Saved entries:
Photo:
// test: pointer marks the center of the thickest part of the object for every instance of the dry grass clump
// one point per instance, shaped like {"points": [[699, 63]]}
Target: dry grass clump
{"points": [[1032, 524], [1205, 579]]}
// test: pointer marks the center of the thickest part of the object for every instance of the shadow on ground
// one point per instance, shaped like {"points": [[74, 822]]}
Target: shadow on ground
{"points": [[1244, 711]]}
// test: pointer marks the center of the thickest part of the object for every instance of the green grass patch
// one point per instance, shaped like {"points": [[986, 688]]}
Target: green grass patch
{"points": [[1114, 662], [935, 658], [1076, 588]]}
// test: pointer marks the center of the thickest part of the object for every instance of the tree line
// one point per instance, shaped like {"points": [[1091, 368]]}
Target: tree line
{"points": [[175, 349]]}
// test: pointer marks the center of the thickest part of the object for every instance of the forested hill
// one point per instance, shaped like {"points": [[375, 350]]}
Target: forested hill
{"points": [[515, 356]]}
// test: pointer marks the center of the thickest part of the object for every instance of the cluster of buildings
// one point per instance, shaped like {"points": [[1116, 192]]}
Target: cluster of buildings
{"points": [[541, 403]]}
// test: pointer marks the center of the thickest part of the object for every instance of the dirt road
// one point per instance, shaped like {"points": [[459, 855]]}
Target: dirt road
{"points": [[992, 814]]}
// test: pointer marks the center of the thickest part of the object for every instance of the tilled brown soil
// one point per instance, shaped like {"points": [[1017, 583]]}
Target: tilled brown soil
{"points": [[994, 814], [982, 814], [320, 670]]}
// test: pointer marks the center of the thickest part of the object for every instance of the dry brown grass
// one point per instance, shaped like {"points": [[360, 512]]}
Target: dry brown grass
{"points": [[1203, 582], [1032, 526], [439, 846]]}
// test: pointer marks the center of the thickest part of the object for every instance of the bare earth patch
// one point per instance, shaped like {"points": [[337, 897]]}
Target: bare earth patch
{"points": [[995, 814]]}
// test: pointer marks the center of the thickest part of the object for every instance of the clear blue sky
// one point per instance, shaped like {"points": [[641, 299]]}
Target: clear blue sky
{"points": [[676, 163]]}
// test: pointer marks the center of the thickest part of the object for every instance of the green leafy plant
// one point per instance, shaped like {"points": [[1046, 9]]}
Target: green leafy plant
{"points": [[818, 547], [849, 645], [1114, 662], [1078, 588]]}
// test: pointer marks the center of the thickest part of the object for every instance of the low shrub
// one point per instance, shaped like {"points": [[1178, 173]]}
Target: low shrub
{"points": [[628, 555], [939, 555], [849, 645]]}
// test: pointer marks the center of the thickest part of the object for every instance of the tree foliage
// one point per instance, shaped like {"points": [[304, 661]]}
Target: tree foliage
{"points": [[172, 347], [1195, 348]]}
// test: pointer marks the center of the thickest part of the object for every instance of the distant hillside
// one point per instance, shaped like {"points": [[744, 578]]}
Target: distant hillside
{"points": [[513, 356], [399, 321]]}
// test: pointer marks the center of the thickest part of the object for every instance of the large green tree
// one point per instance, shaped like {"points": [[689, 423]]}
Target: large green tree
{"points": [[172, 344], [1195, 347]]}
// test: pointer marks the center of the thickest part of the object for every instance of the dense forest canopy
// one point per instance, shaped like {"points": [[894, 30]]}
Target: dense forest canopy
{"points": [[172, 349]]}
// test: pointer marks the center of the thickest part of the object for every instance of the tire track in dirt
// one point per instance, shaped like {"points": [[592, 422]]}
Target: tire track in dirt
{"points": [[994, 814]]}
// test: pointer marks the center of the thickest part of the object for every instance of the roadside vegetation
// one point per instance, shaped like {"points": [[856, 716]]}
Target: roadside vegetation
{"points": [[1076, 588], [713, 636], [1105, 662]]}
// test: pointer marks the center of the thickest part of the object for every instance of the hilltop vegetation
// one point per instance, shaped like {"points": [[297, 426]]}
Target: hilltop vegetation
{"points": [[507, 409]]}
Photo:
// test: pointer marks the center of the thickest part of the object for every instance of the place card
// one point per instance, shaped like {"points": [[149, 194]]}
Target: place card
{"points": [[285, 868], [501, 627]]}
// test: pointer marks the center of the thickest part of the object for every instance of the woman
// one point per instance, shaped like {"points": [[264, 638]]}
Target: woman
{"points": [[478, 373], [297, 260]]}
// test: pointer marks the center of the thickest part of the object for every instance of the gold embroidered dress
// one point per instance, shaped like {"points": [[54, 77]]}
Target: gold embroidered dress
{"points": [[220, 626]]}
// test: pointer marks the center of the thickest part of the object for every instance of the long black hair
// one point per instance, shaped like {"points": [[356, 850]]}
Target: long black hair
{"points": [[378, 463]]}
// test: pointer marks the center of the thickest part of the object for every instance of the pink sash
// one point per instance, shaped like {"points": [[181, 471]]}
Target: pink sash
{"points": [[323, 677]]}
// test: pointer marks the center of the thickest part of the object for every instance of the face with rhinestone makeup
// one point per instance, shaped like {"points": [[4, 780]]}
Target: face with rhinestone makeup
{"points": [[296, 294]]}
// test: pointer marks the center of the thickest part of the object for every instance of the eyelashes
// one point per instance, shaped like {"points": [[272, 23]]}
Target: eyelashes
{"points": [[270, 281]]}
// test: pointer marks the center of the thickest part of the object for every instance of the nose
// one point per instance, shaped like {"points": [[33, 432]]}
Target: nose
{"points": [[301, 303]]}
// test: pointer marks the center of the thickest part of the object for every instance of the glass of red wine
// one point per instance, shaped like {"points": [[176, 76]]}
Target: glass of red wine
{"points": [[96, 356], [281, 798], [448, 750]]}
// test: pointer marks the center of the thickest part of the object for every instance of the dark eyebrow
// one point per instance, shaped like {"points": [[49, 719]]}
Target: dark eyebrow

Aim of the task:
Print the data above exactly.

Solution for this exercise:
Photo:
// test: pointer marks the center of the thickest part of the object for every instance of the dry grass clump
// one point per instance, shaped like {"points": [[699, 63]]}
Target: dry grass clump
{"points": [[1032, 524], [1205, 579]]}
// test: pointer marks the center of the thickest part of the object for every instance of the shadow on ground
// one point per instance, shaped like {"points": [[74, 822]]}
Target: shadow on ground
{"points": [[1244, 711]]}
// test: pointer marks the center of the thickest part of the object for every instance of the green grass patch
// one point per instance, shaped like {"points": [[986, 688]]}
Target: green grass patch
{"points": [[1114, 662], [935, 658], [1076, 588]]}
// test: pointer marks the center of the thickest part of the object for every instance of the tree line
// one point per instance, shaped like {"points": [[1091, 368]]}
Target: tree line
{"points": [[175, 349]]}
// test: pointer marks the center of the thickest part of the object for every instance of the forested hill
// one point per instance, shaped like {"points": [[375, 350]]}
Target: forested hill
{"points": [[515, 356]]}
// test: pointer marks the center of the thickest part of the object for every instance of the cluster of buildings
// one point per instance, shaped like {"points": [[1116, 192]]}
Target: cluster of buildings
{"points": [[541, 403]]}
// test: pointer marks the center of the thickest part of the object for every instance of the dirt road
// one point per instance, shaped like {"points": [[459, 855]]}
Target: dirt road
{"points": [[992, 814]]}
// test: pointer marks the center of the thickest part of the object for every instance of the tilled brown soil
// one point per instance, shaped like {"points": [[1017, 583]]}
Target: tilled brown soil
{"points": [[994, 814], [982, 814], [320, 670]]}
// test: pointer marks the center of the thickest part of the object for every instance of the dry brown grass
// one point per instance, shaped like {"points": [[360, 512]]}
Target: dry brown grass
{"points": [[1203, 582], [1032, 526], [439, 846]]}
// test: pointer marks the center of the thickest part of the object for every instance of the bare earth patch
// one point per instance, shaped like {"points": [[337, 897]]}
Target: bare earth patch
{"points": [[995, 814]]}
// test: pointer marks the center of the thickest part of the object for every instance of the clear blue sky
// one point per instance, shaped like {"points": [[641, 299]]}
Target: clear blue sky
{"points": [[676, 163]]}
// test: pointer marks the center of the thickest part of the object for every instance of the green leafy plant
// one point per instance, shaped like {"points": [[1046, 9]]}
Target: green leafy plant
{"points": [[818, 547], [849, 645], [1114, 662], [1078, 588]]}
// test: pointer marks the center of the thickest part of the object for every instance of the low shrub
// one point per instance, shaped like {"points": [[1178, 173]]}
Target: low shrub
{"points": [[628, 555], [939, 555], [849, 645]]}
// test: pointer marks the center of the thickest part of the object for every instance of the tree foliage
// one point per instance, shaped like {"points": [[304, 661]]}
Target: tree foliage
{"points": [[172, 347], [1195, 348]]}
// test: pointer marks the center of the thickest part of the object for every instance of the distant hillside
// one point per instance, shaped like {"points": [[744, 578]]}
Target: distant hillside
{"points": [[513, 356], [399, 321]]}
// test: pointer marks the center of the thickest part of the object for every instance of the large green tree
// one point per instance, shaped like {"points": [[689, 423]]}
Target: large green tree
{"points": [[172, 344], [1195, 347]]}
// test: pointer marks the center of the thickest part of the object for every instance of the dense forest canopy
// one point per instance, shaped like {"points": [[894, 30]]}
Target: dense forest canopy
{"points": [[172, 349]]}
// test: pointer marks the center of the thickest part of the object for every instance of the tire track in dirt
// one point per instance, shaped like {"points": [[592, 422]]}
Target: tire track in dirt
{"points": [[994, 814]]}
// test: pointer marks the center of the thickest part of the object for every instance of the roadside vegetation
// one point per instance, shaped like {"points": [[856, 716]]}
Target: roadside vegetation
{"points": [[1076, 588], [713, 636], [1105, 662]]}
// test: pointer marks the center of the thickest part of the object for every instance of the hilltop vegetation
// one point per instance, shaped like {"points": [[297, 426]]}
Target: hilltop vegetation
{"points": [[507, 409]]}
Photo:
// test: pointer marks the center of the thickest part of the object for every instance of the place card
// one point per instance, shaped like {"points": [[149, 194]]}
Target: place card
{"points": [[285, 868], [501, 627]]}
// test: pointer marks the center of the thickest part of the object for every instance of the woman
// one point per instance, shaped like {"points": [[264, 638]]}
Target: woman
{"points": [[478, 373], [297, 260]]}
// test: pointer marks the center of the thickest part of the object for every instance of the gold embroidered dress
// one point per instance, shaped like {"points": [[54, 77]]}
Target: gold embroidered dress
{"points": [[220, 626]]}
// test: pointer marks the center of the thickest part of the object for every instance of the long black hair
// one point per instance, shaped like {"points": [[356, 850]]}
Target: long black hair
{"points": [[378, 463]]}
// test: pointer marks the center of the thickest part of the object for every instance of the pink sash
// one point per instance, shaped like {"points": [[181, 471]]}
Target: pink sash
{"points": [[323, 677]]}
// test: pointer marks the center of the thickest part of the object for every instance of the face with rhinestone makeup
// one point per instance, shaped like {"points": [[4, 780]]}
Target: face with rhinestone makeup
{"points": [[296, 294]]}
// test: pointer marks the center of the thickest part of the object for every instance of the eyelashes
// one point per instance, shaped like {"points": [[272, 23]]}
Target: eyelashes
{"points": [[270, 281]]}
// test: pointer marks the center of the thickest part of the object for every instance of the nose
// one point per instance, shaped like {"points": [[33, 432]]}
Target: nose
{"points": [[301, 303]]}
// test: pointer marks the center of the thickest part of the object for every instance of the glass of red wine
// one point per instance, shaped like {"points": [[176, 76]]}
Target: glass of red wine
{"points": [[96, 356], [281, 798], [448, 750]]}
// test: pointer marks the center of the thickest part of the object for every instance of the dark eyebrow
// one point per instance, shaped like {"points": [[49, 719]]}
Target: dark eyebrow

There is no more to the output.